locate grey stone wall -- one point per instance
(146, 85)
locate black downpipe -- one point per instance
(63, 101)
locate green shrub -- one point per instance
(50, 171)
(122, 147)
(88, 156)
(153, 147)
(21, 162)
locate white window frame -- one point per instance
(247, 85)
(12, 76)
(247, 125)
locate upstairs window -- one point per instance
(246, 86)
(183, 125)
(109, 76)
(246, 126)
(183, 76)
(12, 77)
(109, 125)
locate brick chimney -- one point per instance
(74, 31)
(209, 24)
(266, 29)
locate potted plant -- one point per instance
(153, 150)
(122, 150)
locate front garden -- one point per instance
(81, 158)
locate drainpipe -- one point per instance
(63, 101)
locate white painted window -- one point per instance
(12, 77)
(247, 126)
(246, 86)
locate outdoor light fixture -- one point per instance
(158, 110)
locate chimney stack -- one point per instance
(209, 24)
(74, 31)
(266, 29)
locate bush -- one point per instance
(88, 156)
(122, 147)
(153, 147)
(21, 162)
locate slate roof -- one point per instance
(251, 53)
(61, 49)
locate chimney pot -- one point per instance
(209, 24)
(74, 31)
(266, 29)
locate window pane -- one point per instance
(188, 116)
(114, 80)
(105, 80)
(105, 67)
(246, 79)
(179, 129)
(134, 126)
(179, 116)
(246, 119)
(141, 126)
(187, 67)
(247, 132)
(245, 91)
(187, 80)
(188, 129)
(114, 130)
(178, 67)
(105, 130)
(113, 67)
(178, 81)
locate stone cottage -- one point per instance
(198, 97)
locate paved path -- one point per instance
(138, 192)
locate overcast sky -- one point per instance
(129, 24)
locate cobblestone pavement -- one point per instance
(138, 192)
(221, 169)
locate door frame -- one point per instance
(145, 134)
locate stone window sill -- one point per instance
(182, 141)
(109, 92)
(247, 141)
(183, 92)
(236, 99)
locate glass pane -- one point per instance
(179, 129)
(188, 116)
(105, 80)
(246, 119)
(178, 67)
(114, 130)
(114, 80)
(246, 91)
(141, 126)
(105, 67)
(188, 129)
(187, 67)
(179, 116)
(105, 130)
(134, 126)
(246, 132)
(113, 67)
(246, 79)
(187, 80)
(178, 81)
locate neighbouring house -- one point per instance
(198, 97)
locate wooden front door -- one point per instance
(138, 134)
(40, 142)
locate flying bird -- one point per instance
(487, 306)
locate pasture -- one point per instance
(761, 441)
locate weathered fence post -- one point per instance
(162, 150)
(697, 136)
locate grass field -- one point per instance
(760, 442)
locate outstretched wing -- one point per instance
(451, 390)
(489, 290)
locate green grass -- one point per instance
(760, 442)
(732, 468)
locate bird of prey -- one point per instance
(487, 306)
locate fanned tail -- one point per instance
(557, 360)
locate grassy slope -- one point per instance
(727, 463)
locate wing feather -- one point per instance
··········
> [EXERCISE PROMPT]
Give back exactly the lines running from the line containing "locate stone cottage" through the end of the material above, both included, and nothing beyond them.

> [TASK SOLUTION]
locate stone cottage -- one point per instance
(198, 97)
locate paved path -- one point per instance
(138, 192)
locate overcast sky -- one point per instance
(129, 24)
locate cobblestone pavement -- one point per instance
(138, 192)
(221, 169)
locate door frame -- one point per instance
(145, 134)
locate stone window sill -- one point per instance
(182, 141)
(109, 92)
(247, 141)
(183, 92)
(236, 99)
locate glass pane -- one point per instance
(179, 129)
(188, 116)
(105, 80)
(246, 119)
(178, 67)
(114, 130)
(114, 80)
(246, 91)
(141, 126)
(105, 67)
(188, 129)
(187, 67)
(179, 116)
(105, 130)
(134, 126)
(246, 132)
(113, 67)
(246, 79)
(187, 80)
(178, 81)
locate neighbouring house -- one point per instance
(198, 97)
locate wooden front door -- one point per instance
(138, 134)
(40, 142)
locate flying bird -- one point per instance
(487, 306)
locate pasture -- one point per instance
(761, 441)
locate weathered fence post -- one point per instance
(162, 150)
(697, 136)
locate grass field -- one point per instance
(760, 442)
locate outstretched wing -- one point per instance
(451, 390)
(489, 290)
locate green grass -- one point per instance
(760, 442)
(732, 468)
locate bird of prey -- one point per instance
(487, 306)
locate fanned tail -- one point per instance
(557, 360)
locate grassy slope -- one point per instance
(727, 463)
locate wing feather -- one point per instance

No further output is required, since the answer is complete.